**STUDY TEXT**
────────
Last week, the Surfrider Foundation, represented by the Abrams Environmental Law Clinic at the University of Chicago Law School, filed public comments opposing a proposed settlement agreement between the Environmental Protection Agency (EPA) and Indiana Department of Environmental Management (IDEM) and the U. S. Steel Corporation. As you may recall, in January of this year Surfrider sued U. S. Steel for its chronic Clean Water Act violations at its Portage, Indiana facility. Perhaps most egregiously, in April 2017, U. S. Steel illegally discharged around 350 pounds of chromium – nearly 300 pounds of which were highly toxic and carcinogenic hexavalent chromium – into a small waterway that empties directly into Lake Michigan. This discharge and U. S. Steel’s numerous other violations have occurred immediately adjacent to the Indiana Dunes National Lakeshore, and at a popular spot for fishing, swimming, lakeside recreation, and surfing.
Following Surfrider’s lawsuit, the City of Chicago filed a similar suit, and the cases have been consolidated. In April, EPA and IDEM finally filed both a lawsuit and proposed Consent Decree – or, settlement agreement – against the steel manufacturer. Surfrider’s lawsuit has been stayed – or put on hold by the court – and the governments’ agreement was subject to a public comment period before it can be approved and entered by the court.
────────
**EXTRACTED RECORDS**

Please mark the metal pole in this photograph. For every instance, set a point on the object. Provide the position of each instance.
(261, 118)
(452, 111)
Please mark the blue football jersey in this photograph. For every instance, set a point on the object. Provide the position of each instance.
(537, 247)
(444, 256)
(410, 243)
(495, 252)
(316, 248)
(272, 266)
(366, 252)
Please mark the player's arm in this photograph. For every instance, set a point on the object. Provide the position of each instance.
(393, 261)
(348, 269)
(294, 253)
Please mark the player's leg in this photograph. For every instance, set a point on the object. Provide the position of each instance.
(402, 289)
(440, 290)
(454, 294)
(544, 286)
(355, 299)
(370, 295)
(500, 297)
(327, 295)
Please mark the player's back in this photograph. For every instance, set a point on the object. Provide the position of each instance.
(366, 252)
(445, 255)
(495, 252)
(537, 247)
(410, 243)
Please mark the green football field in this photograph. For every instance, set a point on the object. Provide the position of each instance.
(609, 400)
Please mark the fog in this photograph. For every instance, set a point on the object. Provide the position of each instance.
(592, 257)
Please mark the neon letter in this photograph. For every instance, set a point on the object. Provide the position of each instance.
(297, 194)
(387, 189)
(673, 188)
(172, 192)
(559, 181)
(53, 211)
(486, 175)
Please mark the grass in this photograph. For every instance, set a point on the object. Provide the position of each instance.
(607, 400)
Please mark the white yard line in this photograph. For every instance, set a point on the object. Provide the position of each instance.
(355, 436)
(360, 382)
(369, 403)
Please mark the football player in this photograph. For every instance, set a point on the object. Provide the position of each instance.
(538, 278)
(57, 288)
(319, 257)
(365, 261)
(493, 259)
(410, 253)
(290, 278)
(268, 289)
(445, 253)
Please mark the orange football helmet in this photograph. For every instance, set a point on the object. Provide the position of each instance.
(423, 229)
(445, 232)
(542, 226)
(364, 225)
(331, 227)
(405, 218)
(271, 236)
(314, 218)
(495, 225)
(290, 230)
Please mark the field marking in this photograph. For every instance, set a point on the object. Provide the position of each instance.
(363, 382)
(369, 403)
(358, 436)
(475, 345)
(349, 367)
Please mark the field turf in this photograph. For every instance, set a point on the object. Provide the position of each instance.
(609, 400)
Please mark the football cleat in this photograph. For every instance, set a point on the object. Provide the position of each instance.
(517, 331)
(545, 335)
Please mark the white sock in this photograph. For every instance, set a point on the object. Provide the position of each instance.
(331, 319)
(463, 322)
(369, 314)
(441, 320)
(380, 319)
────────
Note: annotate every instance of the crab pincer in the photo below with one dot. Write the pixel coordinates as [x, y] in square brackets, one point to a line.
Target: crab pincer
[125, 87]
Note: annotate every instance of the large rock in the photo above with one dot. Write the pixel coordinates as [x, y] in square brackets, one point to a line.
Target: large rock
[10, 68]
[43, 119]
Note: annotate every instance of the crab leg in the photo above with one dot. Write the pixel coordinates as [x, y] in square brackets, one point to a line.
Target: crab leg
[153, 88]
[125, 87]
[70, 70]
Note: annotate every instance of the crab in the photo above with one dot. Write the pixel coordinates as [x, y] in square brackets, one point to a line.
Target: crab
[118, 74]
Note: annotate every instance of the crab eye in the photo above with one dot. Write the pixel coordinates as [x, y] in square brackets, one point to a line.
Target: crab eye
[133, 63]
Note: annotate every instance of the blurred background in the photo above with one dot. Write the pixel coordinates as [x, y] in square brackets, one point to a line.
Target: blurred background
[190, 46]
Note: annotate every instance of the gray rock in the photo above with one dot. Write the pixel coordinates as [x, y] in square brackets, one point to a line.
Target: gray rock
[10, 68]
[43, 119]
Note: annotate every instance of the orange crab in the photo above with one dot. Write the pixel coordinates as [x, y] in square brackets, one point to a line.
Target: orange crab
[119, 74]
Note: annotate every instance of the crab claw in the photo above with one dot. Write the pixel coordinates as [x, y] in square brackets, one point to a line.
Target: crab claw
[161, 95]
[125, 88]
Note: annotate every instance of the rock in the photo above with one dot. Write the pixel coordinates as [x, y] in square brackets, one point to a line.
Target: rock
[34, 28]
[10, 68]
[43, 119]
────────
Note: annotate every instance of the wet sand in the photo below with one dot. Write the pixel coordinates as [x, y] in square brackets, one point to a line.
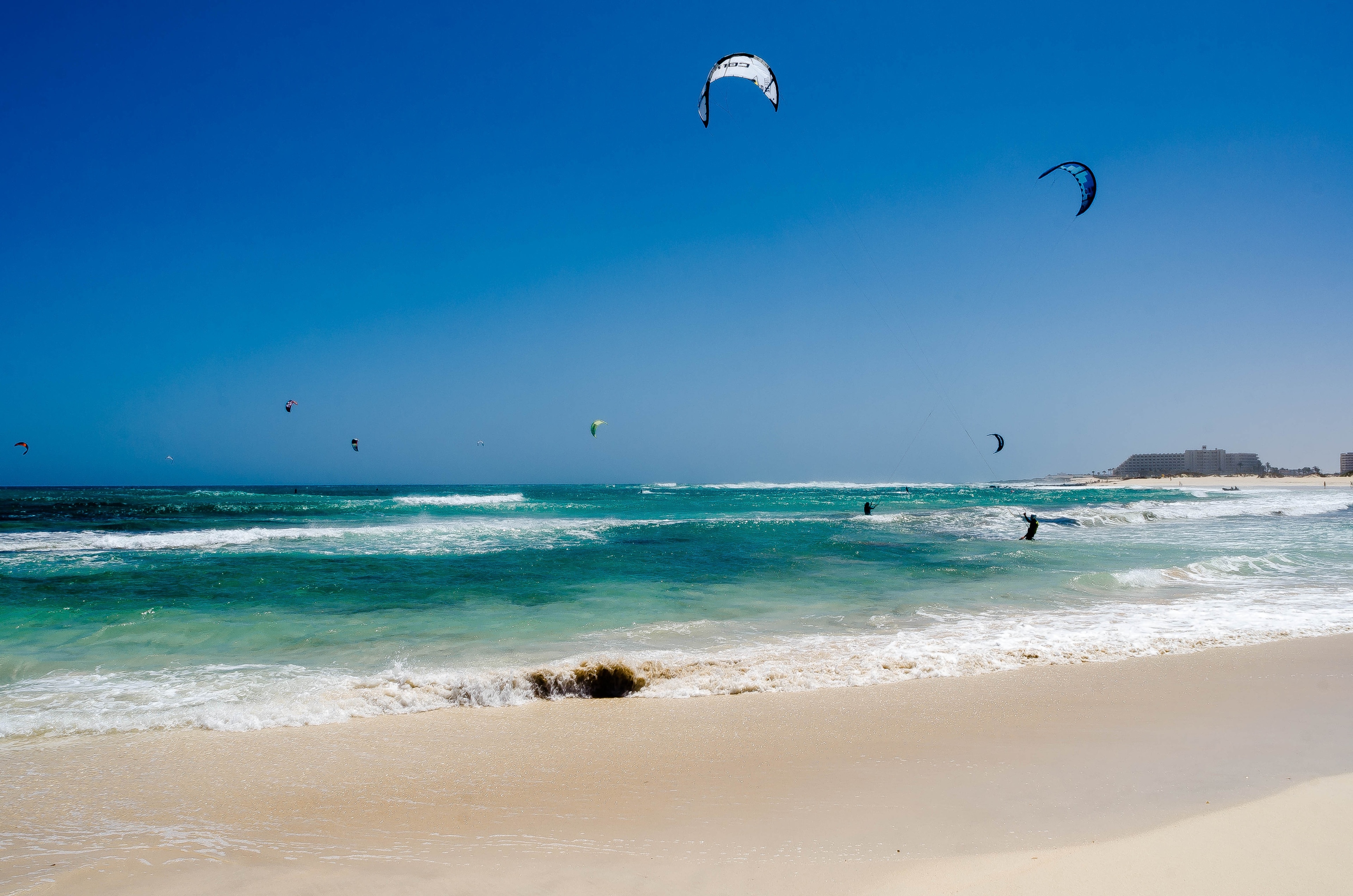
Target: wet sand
────────
**PROBLEM 1**
In the U. S. Steel passage, substitute "complaint" for "lawsuit" and write out the part starting at "Following Surfrider’s lawsuit, the" and ending at "by the court.".
**PROBLEM 2**
Please pick up the U. S. Steel passage after its last sentence and continue it.

**WRITTEN RESPONSE 1**
Following Surfrider’s complaint, the City of Chicago filed a similar suit, and the cases have been consolidated. In April, EPA and IDEM finally filed both a complaint and proposed Consent Decree – or, settlement agreement – against the steel manufacturer. Surfrider’s complaint has been stayed – or put on hold by the court – and the governments’ agreement was subject to a public comment period before it can be approved and entered by the court.

**WRITTEN RESPONSE 2**
The governments have alleged that U. S. Steel committed numerous pollutant discharge violations (including the April hexavalent chromium violation, and yet another chromium violation in October 2017), as well as monitoring, reporting, operation and maintenance violations over the past five year statute of limitations period. Surfrider conservatively estimates that the Clean Water Act effluent violations alleged in the First Claim of the governments’ complaint alone could carry a statutory maximum penalty of $10,750,848 – and that doesn’t even include penalties for the governments’ Second through Seventh Claims for relief, which could amount to millions more. Yet they have proposed only roughly $600,000 in penalties. To put this into perspective, U. S. Steel generates over $600,000 in revenue every half hour. (According to Forbes, U. S. Steel has over $12 billion in annual revenue and over $10 billion in assets. This means that U. S. Steel generates over $600,000 in revenue every half hour.) As Surfrider argued in its public comments, if a penalty is to be a meaningful deterrent, it must mean more than 30-minutes of a corporate violator’s year. Quite simply, the $601,242 in total state and federal penalties are unconscionably low and cannot be expected to have any impact on how U. S. Steel makes compliance and investment decisions in the future. Furthermore, the penalty is far too small to deter other violators and sends a message to U. S. Steel and other industry actors that the federal government will not meaningfully enforce the Clean Water Act.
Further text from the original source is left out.